▶ **Stated problem**:
Convert everything in the material from the line containing "Report the position of every instance of the dried" down to the line containing "pixel 93 262" into a Markdown table with the columns Row and Line, one numbered row per line and blank lines omitted.

[Source data]
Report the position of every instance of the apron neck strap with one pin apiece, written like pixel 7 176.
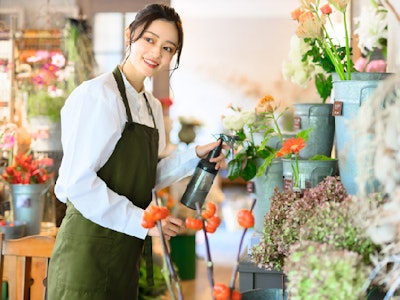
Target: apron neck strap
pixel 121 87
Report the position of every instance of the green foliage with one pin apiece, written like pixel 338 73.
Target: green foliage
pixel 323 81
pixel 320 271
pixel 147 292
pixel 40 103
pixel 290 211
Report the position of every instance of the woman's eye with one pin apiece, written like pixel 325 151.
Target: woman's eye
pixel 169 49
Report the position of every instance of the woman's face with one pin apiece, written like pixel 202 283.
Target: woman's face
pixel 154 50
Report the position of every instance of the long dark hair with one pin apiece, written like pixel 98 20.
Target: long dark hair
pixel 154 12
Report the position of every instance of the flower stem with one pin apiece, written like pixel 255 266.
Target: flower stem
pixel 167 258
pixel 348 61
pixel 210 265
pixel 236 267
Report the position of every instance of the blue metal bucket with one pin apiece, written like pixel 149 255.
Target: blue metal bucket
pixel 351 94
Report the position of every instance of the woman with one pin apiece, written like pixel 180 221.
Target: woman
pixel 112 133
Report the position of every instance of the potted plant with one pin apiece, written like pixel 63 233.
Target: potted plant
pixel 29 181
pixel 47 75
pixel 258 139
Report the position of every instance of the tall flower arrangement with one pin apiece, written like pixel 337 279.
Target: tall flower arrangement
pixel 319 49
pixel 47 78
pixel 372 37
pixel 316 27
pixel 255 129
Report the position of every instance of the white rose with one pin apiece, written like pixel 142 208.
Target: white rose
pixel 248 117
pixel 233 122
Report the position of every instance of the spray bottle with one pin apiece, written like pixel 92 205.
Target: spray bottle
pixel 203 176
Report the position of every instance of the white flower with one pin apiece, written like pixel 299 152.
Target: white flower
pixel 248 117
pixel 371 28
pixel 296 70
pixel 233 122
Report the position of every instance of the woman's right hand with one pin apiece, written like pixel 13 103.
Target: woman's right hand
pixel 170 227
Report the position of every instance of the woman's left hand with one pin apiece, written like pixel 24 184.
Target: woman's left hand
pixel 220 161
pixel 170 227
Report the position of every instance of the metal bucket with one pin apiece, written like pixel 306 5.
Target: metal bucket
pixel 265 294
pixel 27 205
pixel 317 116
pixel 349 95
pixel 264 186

--

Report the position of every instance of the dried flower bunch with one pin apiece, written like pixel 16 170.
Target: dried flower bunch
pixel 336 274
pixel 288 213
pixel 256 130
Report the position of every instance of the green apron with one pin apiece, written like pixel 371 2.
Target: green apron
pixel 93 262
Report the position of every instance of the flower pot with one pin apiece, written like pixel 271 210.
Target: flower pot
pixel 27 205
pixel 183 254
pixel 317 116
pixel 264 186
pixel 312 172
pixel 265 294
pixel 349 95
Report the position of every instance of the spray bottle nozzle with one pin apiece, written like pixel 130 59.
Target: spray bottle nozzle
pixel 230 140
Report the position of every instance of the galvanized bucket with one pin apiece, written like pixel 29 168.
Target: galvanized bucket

▶ **Solved exercise**:
| Row | Line |
|---|---|
| 1 | Report the position of every instance of the dried flower bunch with one pin apiece, written like pixel 16 170. |
| 2 | Target: dried flower bunch |
| 3 | pixel 336 274 |
| 4 | pixel 288 213 |
| 5 | pixel 256 130 |
| 6 | Report the position of every instance of the green apron with one pin apiece, written like pixel 371 2. |
| 7 | Target: green apron |
| 8 | pixel 93 262 |